### TEXT TO READ:
BACKGROUND OF THE INVENTION

For many years ball propelling machines have been used as a training aid in a variety of sports. There are a number of different types of ball machine presently available. However, three forms of ball machine dominate the market. One type uses a pair of counter-rotating wheels to propel the ball, another uses a mechanical arm to throw the ball, and a third uses expanding gas, such as compressed air, to propel the ball from the machine,

US Patent No. 6, 202,636 is an example of the third type, and describes a pitching machine which relies on expanding gas to propel a ball down a barrel towards an intended target. Some variability in the amount of spin imparted to the ball can be achieved by means of an adjustable friction surface which forms a portion of the barrel. However, there exists a need in the art for a ball

propelling machine that offers advantages in terms of ease of use and/or flexibility in terms of imparting spin and/or velocity to a propelled ball.

SUMMARY OF THE INVENTION The present invention provides a ball propelling machine according to the following claims. Preferred features of the invention will be apparent from the dependant claims and from the following description of the preferred embodiment.

It will be appreciated that the invention may be employed to simulate balls propelled in a wide variety of sports. In particular, it will be appreciated that the invention may be employed in baseball, softball, tennis, cricket, volleyball and the like.

While compressed air is preferred for propelling the ball, it would be readily appreciated by the skilled addressee that other expanding gases may be used. For example, the ball machine could be used in conjunction with a combustible gas and ignition source.

BRIEF DESCRIPTION OF THE DRAWINGS

The invention will now be described in a non-limiting manner with respect to a preferred embodiment in which:- FIG 1 is a perspective view of the preferred embodiment of a ball propelling machine according to the present invention;

FIG 2 is a cut-away perspective view of the ball spinning component of the ball propelling machine;

FIG 3 is a cut-away perspective view of the loading and firing mechanism of the ball propelling machine; FIGs 4(a) to 4(d) are sequential cross-sectional views of the ball propelling machine, demonstrating advancing and firing a loaded ball; FIG 5 is a cut-away perspective view of a section of the advancing and firing mechanism of the ball propelling machine; FIG 6 is a cut-away perspective view of a section of the feed piston and associated components of the ball propelling machine;

FIG 7 is a schematic view of an alternate ball spinning component for use in the ball propelling machine;

FIG 8 is a perspective view of a pair of ball supports of the ball spinning component of the ball propelling machine; and

FIG 9 is a cross-sectional view of the ball propelling machine showing the ball spinning component rotated 90 degrees in relation to the ball advancing and firing mechanism.

DESCRIPTION OF THE PREFERRED EMBODIMENTS

Fig 1 shows the ball propelling machine 10 which is the preferred embodiment of the present invention. The ball propelling machine includes a ball spinning component 12, motors 18, ball loader 26, air reservoir 14, ball feed tube 28, barrel 16, tripod stand 30 with legs 22, firing valve 32, tilting mechanism 20, ball 34, air inlet valve 36 and air inlet hose 24.

### DIRECTION A:
Show every line in the rows below that contains the word "chair".

### DATA IN THIS EXERCISE:
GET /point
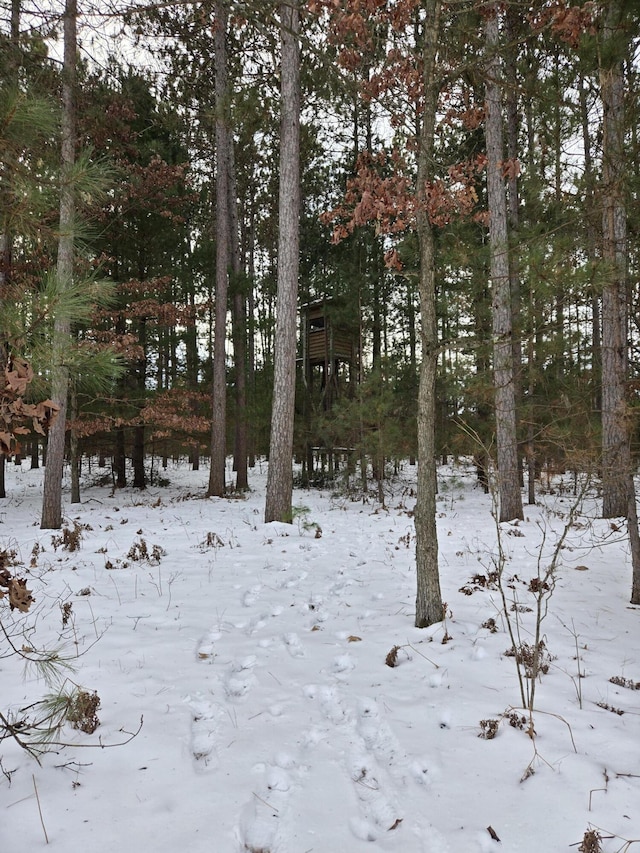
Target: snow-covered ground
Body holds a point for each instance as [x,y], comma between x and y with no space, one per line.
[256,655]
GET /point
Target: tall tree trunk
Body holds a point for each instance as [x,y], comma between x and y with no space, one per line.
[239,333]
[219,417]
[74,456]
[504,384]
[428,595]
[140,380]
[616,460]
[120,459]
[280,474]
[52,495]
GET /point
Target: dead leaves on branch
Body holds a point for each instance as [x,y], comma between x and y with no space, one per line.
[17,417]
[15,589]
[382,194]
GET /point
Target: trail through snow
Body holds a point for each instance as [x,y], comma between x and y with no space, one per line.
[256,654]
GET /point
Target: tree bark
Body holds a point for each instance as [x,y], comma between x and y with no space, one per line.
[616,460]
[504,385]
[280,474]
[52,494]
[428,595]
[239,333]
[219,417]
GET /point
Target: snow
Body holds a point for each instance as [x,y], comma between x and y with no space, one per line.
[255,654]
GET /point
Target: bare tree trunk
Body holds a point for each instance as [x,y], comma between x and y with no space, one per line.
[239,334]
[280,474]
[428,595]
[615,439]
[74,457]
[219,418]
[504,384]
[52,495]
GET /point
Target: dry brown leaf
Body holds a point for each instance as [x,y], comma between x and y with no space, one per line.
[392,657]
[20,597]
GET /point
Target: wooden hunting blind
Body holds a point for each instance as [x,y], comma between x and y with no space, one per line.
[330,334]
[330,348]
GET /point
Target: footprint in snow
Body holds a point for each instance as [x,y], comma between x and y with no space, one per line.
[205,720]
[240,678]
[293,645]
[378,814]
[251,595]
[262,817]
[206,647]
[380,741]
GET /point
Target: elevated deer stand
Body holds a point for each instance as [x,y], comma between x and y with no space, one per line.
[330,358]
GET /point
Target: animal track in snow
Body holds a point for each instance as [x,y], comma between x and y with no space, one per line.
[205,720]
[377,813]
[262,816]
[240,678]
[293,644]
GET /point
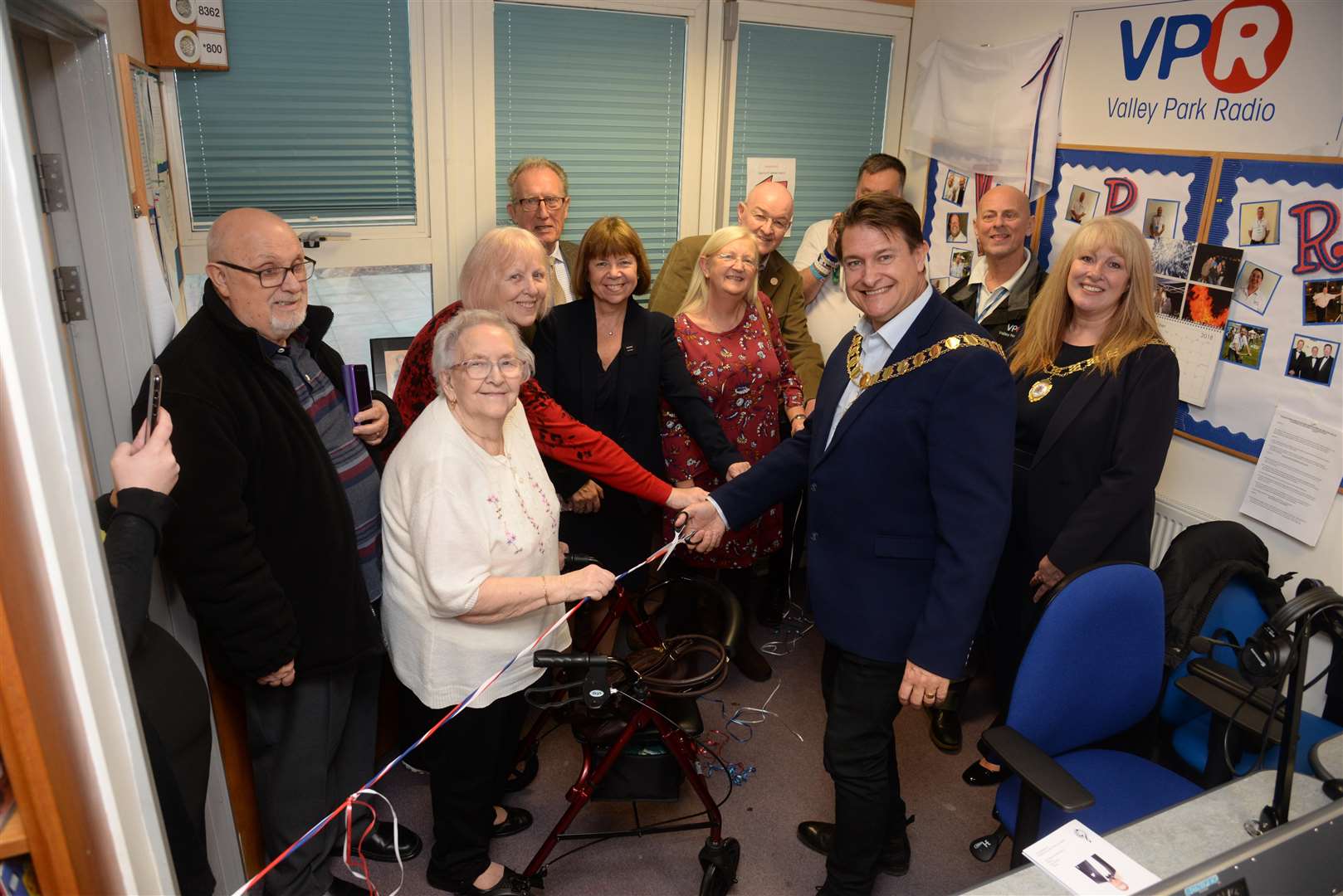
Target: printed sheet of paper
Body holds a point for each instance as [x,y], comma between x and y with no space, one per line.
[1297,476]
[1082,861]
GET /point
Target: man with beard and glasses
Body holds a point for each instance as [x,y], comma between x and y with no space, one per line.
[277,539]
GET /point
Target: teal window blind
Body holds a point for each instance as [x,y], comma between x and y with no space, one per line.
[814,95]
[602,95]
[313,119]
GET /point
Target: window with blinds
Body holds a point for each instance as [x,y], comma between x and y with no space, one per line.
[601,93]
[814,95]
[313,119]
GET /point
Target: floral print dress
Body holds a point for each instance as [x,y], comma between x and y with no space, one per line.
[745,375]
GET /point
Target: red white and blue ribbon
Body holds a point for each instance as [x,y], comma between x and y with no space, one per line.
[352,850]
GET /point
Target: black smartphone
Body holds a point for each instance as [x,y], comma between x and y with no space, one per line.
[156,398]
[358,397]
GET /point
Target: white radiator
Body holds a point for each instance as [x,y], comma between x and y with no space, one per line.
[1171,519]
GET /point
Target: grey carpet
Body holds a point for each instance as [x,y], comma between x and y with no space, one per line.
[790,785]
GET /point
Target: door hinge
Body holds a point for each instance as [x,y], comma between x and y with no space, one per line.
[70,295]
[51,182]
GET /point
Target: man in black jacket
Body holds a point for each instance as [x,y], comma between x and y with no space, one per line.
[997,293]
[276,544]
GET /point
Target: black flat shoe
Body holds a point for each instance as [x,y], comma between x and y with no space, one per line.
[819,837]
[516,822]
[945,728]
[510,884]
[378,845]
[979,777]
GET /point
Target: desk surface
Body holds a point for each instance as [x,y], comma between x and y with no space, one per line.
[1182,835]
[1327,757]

---

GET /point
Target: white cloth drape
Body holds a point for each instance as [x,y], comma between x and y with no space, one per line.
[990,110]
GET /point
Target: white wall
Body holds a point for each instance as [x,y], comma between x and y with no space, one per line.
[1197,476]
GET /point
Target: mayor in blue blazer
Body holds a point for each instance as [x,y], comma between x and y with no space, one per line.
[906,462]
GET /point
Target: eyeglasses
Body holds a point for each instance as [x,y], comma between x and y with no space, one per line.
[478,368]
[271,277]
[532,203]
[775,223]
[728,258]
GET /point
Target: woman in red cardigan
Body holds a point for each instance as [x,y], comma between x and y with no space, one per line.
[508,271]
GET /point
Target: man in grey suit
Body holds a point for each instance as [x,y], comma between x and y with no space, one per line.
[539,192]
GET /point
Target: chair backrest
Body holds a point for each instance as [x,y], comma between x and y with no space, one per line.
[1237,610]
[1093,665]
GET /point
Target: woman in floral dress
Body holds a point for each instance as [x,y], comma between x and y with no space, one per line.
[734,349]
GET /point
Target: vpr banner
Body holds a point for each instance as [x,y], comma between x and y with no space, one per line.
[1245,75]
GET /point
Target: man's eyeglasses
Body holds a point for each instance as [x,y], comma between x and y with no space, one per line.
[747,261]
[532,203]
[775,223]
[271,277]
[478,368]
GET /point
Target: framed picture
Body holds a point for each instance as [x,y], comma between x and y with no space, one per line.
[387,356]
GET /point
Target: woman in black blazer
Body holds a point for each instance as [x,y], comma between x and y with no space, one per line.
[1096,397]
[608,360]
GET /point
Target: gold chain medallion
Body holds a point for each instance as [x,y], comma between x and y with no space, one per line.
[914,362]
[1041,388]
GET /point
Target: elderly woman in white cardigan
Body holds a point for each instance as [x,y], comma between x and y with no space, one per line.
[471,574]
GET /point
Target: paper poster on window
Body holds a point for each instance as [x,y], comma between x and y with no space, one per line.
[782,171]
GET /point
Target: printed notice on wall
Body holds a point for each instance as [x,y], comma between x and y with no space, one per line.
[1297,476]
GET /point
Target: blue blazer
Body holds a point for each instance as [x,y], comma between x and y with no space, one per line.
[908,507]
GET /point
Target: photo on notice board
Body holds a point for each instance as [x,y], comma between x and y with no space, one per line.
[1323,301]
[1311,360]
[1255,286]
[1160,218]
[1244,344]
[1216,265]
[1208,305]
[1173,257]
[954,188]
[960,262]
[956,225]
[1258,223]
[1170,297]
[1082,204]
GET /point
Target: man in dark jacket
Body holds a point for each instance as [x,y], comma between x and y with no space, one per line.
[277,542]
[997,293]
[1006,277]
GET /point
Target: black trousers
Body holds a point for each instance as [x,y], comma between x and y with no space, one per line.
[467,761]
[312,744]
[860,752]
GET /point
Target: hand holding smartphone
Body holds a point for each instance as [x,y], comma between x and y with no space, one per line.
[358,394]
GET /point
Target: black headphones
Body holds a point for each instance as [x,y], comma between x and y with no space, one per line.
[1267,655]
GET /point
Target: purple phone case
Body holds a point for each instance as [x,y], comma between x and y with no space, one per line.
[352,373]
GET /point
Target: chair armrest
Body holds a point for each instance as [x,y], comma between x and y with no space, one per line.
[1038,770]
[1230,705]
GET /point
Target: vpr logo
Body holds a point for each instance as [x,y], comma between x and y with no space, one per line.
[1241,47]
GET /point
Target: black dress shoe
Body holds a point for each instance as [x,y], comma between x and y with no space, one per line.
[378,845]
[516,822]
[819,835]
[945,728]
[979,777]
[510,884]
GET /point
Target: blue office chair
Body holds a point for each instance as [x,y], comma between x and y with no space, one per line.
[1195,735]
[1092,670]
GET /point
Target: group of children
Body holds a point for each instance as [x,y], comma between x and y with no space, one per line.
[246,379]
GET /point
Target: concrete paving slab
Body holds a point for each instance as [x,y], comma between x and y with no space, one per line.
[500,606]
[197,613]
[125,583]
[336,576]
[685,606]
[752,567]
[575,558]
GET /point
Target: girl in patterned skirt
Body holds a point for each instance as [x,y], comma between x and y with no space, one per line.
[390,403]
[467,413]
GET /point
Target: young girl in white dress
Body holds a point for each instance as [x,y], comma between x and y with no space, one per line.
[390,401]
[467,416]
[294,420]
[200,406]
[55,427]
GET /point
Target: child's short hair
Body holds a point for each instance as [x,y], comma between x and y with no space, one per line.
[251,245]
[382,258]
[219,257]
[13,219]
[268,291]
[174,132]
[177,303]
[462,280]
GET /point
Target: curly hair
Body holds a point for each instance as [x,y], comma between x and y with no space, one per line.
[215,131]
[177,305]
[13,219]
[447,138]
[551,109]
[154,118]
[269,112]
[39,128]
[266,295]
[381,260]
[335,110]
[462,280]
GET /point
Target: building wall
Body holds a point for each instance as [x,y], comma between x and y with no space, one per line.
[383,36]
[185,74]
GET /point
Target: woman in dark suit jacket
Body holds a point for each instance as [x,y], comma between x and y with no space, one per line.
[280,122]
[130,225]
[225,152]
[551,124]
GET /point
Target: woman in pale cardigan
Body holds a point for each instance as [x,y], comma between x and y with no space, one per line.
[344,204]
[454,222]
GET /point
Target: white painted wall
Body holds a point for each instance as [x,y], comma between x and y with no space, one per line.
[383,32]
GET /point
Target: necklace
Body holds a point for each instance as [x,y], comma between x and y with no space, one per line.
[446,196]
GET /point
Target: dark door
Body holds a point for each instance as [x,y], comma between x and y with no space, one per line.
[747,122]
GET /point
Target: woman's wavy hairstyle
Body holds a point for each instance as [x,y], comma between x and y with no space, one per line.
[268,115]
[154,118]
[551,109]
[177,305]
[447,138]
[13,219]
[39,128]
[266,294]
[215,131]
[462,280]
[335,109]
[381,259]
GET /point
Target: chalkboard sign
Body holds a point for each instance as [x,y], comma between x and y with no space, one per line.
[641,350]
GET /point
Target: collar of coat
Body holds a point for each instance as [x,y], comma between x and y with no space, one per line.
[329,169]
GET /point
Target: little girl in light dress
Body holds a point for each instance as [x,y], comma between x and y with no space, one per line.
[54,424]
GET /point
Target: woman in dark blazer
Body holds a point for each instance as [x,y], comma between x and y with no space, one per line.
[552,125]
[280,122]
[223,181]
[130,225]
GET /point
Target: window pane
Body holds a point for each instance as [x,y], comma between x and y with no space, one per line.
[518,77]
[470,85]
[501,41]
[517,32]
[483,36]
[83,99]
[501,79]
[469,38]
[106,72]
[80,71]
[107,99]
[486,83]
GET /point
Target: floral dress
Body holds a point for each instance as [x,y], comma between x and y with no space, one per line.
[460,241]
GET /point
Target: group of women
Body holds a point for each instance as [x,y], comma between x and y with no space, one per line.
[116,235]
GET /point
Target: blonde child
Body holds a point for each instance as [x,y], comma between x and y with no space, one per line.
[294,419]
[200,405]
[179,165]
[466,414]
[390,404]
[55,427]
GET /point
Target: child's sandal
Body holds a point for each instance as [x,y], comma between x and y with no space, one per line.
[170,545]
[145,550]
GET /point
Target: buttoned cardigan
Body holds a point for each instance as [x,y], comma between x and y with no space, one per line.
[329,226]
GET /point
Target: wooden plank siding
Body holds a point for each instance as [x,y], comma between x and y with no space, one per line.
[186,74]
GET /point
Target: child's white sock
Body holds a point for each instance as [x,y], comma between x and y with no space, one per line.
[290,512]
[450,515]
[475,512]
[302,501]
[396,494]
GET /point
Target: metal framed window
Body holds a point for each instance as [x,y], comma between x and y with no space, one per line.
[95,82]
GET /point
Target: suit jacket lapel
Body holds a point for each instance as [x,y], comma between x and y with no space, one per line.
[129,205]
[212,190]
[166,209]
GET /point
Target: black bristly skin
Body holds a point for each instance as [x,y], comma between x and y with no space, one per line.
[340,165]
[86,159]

--

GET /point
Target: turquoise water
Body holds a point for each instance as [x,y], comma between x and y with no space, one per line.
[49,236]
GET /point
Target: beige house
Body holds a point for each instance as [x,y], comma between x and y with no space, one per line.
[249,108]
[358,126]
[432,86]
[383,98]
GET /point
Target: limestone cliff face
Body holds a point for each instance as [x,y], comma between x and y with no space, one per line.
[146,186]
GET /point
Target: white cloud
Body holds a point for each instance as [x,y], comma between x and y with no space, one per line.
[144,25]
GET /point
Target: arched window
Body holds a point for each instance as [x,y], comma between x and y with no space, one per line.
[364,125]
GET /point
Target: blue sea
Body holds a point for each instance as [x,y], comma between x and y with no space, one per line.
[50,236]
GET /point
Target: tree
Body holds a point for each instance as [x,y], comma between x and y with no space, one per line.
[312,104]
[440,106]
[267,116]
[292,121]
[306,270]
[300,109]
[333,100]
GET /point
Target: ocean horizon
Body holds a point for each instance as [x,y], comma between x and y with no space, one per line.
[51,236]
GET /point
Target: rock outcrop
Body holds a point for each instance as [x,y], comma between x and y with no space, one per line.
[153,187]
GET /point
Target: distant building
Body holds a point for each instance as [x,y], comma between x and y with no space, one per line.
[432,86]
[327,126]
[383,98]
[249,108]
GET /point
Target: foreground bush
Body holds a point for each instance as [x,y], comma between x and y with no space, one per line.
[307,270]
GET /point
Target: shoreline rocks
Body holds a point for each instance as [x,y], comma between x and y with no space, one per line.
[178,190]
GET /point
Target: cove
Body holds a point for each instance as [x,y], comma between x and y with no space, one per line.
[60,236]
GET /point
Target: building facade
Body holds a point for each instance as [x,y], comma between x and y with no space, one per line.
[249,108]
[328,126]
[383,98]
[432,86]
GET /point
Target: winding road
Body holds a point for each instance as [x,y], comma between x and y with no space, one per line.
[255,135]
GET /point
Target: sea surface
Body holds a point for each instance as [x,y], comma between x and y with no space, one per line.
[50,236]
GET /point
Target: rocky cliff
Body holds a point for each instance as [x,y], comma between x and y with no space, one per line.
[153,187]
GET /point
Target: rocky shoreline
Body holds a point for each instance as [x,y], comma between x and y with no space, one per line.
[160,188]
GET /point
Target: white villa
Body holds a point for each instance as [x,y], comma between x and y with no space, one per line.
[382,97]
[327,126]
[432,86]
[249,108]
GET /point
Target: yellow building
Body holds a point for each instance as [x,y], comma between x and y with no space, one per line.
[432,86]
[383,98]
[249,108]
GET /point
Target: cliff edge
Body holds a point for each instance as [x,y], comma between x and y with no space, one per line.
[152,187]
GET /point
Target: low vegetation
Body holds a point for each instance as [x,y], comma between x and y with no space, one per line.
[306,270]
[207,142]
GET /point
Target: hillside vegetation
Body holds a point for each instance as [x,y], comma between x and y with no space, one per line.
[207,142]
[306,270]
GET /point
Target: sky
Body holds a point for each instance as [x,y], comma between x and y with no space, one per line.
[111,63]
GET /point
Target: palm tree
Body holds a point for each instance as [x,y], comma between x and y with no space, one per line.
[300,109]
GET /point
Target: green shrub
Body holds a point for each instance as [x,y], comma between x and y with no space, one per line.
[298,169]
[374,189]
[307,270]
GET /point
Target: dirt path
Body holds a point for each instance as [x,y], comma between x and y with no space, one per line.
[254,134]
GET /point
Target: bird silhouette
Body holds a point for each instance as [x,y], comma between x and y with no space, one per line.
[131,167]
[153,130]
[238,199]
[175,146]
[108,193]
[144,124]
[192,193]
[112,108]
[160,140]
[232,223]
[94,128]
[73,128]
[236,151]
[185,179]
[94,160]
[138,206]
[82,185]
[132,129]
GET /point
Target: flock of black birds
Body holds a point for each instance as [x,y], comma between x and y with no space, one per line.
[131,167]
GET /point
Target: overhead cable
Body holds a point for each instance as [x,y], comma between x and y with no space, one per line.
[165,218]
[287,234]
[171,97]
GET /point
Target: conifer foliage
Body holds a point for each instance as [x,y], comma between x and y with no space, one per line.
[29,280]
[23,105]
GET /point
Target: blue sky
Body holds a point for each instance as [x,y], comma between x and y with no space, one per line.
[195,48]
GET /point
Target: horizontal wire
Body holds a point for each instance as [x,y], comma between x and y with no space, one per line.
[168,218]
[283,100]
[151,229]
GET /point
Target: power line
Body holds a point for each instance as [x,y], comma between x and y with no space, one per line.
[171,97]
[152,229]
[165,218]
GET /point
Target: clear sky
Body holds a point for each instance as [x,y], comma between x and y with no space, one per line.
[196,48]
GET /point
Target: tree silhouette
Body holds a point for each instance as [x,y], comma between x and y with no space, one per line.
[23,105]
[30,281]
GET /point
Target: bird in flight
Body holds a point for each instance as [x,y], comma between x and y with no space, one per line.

### DIRECTION B:
Resume the ball propelling machine text above, starting right after its last sentence.

### FINAL RESULT A:
Target: chair backrest
Target: chair armrest
Target: blue office chair

### FINAL RESULT B:
The main body components of the device, which include the air reservoir 14, ball loader 26, and ball spinning device 12 may be constructed from a variety of suitable materials which include various metals, metal alloys or plastics. Preferably, these components are constructed from aluminium. The tripod stand 30 and tilting mechanism 20 which support the ball propelling device is conventional in design and construction. Varying the height of the tripod stand, for example by the use of telescopic legs, varies the height of the machine from the playing surface and consequently the angle of descent of a ball propelled towards a target. Varying the height of the device allows for the replication of balls propelled from players of different height, for example the tennis serve of tennis players of different height and/or reach can be replicated.

The ball feed tube 28 can be of any practical length and may be used to hold one or more balls prior to a ball entering the ball loader. The ball feed tube may be used in conjunction with a signalling device, so that the player has appropriate warning that a ball is about to be propelled. For example, a ball entering the ball feed tube may visually signal to the ball receiver that a ball is about to be propelled from the machine.

Control of inlet valve 36, firing valve 32, motors 18 and balls entering feed tube 28 may be via an appropriate programmable control module. Ideally, the control module can be used in conjunction with a portable computer and/or remote control unit. The air inlet hose 24 is preferably constructed of a resilient material such as rubber or plastic and is connected to a source of compressed gas, such as a cylinder of compressed air or powered compressor.

In operation, a ball 34 is positioned in feed tube 28 and comes to rest in a feed chamber in ball loader/advancer 26. Compressed air is supplied to, and stored in, air reservoir 14. As discussed below, the supply of compressed air to the air reservoir forces the ball from the feed chamber into the ball spinning component 12, whereupon the desired axial spin can be imparted to the ball prior to firing. Where no spin is required, a simple firing chamber can be substituted for ball spinning component 12. Opening firing valve 32 allows the air stored in the air reservoir 14 to escape through barrel 16, thereby forcing the ball out through the barrel.

Fig 2 shows a cut-away perspective view of the ball spinning component 12 with only half of the housing illustrated. According to this preferred embodiment, the ball spinning component 12 includes two electric motors 18, associated ball supports 38 and bearing 40.

As stated above, the ball spinning device 12 can be made from metal, metal alloy or plastic, however aluminium is preferred. The ball supports 38 may be constructed of similar materials. Alternatively, it may be desirable to use a combination of materials in the manufacture of the ball support. For example, the face of the support which contacts the ball may be rubber or plastic and the stem aluminium.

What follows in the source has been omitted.